Excerpted text:
Measurement is the biggest headache for marketers as TV and digital video dollars stretch across the streaming marketplace. But it’s not the only one. Brand and agency execs convened at the Digiday Video Advertising Summit in Palm Springs, California, this week to discuss the challenges they face as TV and digital video collide.
Measurement is a mess
“We know the overall in-demo reach measurement or impression measurement is understated [for connected TV], but we also know this is the right thing to do to future-proof our business.”
“Some clients are actually moving some of the traditional budget to the digital side, and where clients have that wall, the challenge is, on the digital side, they want it to be over-measured and they don’t give a damn about impressions of Nielsen-type ratings. What they want to know is full attribution.”
“It’s looking at one world in terms of brand and brand reach and impressions, then over here they want this direct-response model on steroids.”
“Frequency management is a measurement problem. You can’t get an ID. You can’t get enough measurement to understand whether this is the same person or the same household.”
‘Sellers are obstinate’
“Sellers have so much control in the connected TV. We recently shot a commercial with a celebrity and wanted to buy shows that celebrity was in on ABC. We wanted to give them a big, fat check just for those shows, and they said we could only do 25% of our buy within those shows specifically and everything else would be run of [prime time].”
“Sellers are obstinate because they know they’re going to sell that inventory, so they’re not really worried about it.”
“If [NBCUniversal ad sales chief] Linda Yaccarino were here, she’d say yes in all the right ways to all of us around programmatic and making content available. But she still has a sales staff with quarterly sales goals and bonuses, and they’re going to push against making things programmatic and making more content available for data-driven targeting. So when does the fight for them?”

Dataset rows:
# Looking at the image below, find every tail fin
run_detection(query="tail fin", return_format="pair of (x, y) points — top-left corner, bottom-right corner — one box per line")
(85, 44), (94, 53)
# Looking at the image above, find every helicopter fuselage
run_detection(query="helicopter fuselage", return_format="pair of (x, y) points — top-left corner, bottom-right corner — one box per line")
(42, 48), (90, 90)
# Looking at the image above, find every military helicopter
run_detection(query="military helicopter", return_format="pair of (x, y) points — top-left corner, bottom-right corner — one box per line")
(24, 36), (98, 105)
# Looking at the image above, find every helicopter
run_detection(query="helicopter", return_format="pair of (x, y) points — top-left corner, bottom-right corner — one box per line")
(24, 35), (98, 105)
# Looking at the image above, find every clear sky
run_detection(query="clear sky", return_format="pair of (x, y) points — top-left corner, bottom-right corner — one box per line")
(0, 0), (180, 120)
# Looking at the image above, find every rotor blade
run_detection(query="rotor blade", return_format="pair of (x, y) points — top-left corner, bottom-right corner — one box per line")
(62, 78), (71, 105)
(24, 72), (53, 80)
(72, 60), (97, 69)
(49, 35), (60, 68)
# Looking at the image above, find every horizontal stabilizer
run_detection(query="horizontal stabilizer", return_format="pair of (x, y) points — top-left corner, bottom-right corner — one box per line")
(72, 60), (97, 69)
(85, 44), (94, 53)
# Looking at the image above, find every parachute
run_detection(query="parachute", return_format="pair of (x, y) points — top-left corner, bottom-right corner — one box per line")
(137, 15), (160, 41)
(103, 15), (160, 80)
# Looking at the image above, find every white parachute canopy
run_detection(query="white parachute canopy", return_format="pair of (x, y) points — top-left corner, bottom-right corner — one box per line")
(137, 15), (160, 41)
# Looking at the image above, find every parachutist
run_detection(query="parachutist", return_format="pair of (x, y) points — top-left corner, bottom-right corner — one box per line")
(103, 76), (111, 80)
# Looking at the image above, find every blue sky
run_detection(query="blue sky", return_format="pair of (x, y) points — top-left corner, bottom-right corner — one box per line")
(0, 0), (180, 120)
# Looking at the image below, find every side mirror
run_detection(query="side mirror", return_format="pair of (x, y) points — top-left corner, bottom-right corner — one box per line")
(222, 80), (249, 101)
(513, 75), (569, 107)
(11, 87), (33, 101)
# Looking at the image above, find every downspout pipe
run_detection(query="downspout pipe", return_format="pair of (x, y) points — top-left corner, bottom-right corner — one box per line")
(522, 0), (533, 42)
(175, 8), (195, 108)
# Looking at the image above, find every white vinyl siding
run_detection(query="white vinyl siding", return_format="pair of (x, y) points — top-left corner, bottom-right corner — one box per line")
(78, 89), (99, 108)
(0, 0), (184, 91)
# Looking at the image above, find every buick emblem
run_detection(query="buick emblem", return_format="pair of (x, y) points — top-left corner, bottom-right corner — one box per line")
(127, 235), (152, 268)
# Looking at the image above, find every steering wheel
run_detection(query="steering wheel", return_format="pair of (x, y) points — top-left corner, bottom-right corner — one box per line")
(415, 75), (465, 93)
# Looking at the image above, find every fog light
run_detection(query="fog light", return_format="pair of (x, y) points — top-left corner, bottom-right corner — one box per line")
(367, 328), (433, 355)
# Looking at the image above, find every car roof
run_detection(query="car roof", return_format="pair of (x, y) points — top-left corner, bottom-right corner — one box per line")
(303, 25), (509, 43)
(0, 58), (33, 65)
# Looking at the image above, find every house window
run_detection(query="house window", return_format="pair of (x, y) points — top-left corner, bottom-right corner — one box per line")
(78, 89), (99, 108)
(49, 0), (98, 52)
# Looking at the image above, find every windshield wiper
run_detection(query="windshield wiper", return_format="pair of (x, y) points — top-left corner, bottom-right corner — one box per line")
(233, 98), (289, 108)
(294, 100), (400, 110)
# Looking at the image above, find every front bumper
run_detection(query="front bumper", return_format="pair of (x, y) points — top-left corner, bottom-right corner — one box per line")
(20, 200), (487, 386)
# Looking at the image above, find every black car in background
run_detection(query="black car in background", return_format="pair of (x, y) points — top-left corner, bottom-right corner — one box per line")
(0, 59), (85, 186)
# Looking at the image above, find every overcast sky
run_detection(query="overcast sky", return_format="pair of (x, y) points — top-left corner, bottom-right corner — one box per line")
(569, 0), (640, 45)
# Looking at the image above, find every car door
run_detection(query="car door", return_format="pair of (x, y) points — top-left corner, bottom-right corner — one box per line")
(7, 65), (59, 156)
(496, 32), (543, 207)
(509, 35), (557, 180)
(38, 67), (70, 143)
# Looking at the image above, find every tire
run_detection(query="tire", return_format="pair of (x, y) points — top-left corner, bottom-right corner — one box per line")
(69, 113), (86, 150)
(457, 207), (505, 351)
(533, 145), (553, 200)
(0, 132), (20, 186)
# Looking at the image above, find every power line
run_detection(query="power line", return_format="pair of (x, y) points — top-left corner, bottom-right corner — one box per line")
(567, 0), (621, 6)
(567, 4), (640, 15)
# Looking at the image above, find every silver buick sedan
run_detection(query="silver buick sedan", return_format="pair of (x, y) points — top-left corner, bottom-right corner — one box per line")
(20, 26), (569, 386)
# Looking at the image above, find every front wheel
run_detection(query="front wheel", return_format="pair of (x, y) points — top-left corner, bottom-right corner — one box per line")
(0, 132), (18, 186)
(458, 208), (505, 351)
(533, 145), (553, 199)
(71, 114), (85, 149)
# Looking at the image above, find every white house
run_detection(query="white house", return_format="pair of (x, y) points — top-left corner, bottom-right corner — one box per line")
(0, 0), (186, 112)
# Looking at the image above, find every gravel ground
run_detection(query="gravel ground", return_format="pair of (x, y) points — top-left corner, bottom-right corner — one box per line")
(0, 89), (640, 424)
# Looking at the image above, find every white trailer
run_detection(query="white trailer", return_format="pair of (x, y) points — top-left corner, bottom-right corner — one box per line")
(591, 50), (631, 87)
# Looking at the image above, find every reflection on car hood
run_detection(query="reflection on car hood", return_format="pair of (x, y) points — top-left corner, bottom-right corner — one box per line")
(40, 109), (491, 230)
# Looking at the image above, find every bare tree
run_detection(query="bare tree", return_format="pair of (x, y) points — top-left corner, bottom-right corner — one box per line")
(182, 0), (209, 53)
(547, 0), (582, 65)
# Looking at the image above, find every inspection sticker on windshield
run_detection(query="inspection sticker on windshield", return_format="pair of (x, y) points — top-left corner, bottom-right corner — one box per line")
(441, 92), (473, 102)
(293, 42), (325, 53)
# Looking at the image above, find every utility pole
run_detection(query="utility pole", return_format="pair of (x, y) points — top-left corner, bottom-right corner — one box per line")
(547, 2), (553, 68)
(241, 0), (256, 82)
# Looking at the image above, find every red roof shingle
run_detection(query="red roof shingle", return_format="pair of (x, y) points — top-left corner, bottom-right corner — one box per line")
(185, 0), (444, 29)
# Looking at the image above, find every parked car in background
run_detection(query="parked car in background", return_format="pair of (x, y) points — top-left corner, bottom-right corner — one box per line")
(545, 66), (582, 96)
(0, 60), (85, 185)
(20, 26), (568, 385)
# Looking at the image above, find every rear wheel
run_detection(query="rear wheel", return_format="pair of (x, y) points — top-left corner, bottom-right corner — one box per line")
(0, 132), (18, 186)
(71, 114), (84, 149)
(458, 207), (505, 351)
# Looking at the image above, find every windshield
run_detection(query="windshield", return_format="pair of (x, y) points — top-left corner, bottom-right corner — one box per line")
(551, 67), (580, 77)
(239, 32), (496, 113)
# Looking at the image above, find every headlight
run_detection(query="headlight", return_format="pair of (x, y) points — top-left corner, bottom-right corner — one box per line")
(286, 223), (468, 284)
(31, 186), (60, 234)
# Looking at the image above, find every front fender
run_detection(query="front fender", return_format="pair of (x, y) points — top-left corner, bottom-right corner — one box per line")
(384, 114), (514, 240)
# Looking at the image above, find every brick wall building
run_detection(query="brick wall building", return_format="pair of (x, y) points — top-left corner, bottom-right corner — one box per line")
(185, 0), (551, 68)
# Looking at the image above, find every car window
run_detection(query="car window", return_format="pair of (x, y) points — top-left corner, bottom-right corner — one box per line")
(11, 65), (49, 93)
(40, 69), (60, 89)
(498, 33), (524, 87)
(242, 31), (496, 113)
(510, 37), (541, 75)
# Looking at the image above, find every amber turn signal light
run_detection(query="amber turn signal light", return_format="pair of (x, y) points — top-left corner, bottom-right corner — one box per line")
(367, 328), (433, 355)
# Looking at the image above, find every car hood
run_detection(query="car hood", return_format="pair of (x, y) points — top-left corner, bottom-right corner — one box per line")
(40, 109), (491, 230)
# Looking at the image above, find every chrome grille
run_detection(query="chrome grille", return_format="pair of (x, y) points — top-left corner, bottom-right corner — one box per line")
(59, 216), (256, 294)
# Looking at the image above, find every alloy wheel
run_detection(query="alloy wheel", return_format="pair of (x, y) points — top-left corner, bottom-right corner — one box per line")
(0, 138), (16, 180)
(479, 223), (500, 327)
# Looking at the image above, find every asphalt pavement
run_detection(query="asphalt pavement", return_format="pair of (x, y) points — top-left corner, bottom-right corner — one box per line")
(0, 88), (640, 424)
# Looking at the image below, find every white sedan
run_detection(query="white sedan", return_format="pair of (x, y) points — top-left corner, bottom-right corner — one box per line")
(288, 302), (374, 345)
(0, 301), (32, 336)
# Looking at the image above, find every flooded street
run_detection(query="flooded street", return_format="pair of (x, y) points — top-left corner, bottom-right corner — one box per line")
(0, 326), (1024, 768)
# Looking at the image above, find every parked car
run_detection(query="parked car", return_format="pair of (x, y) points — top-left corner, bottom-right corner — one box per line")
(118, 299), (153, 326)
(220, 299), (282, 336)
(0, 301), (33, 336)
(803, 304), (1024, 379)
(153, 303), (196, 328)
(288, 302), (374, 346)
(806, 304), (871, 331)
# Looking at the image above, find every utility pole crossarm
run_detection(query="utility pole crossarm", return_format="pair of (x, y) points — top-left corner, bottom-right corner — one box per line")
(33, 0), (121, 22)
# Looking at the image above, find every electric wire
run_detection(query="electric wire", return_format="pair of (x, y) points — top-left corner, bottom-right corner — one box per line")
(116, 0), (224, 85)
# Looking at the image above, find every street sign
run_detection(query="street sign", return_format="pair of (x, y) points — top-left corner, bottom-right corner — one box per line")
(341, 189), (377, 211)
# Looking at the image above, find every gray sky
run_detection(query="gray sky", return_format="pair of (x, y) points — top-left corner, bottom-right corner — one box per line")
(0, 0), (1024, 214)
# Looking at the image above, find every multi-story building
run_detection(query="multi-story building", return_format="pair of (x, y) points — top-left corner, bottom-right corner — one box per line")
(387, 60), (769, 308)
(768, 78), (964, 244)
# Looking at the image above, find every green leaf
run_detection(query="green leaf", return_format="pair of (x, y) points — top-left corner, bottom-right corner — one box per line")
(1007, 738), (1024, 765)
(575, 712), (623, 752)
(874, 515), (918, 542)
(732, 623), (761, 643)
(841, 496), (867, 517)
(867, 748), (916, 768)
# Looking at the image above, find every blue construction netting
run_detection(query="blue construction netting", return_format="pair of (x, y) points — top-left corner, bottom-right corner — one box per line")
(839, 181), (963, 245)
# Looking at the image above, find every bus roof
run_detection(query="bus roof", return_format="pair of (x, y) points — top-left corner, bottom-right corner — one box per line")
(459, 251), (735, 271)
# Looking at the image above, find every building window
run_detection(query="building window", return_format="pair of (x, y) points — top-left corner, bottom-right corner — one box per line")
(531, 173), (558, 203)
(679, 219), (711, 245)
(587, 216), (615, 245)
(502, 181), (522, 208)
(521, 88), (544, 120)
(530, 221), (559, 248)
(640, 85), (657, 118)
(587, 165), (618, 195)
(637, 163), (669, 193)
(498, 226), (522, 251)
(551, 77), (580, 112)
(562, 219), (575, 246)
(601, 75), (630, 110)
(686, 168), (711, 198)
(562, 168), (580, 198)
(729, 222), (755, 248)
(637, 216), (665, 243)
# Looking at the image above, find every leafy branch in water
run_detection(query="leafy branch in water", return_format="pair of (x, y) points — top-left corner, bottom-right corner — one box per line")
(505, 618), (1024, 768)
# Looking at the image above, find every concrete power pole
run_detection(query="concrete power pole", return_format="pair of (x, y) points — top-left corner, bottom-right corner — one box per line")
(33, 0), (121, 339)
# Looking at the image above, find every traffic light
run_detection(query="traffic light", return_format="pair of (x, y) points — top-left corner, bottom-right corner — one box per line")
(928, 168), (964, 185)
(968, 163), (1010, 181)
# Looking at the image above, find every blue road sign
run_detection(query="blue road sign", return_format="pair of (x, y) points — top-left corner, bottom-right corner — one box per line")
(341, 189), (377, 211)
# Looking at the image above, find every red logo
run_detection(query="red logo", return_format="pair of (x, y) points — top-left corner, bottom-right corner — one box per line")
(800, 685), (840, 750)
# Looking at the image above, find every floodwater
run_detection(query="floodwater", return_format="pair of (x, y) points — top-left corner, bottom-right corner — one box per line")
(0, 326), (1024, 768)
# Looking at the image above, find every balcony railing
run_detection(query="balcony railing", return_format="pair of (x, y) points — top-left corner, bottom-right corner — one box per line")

Required actions:
(a) Name every company or organization mentioned in the article on TV and digital video advertising.
(b) According to the article on TV and digital video advertising, why is frequency management a measurement problem?

Full answers:
(a) Digiday, Nielsen, ABC, NBCUniversal

(b) Marketers can't get an ID, and they can't get enough measurement to tell whether they are reaching the same person or the same household.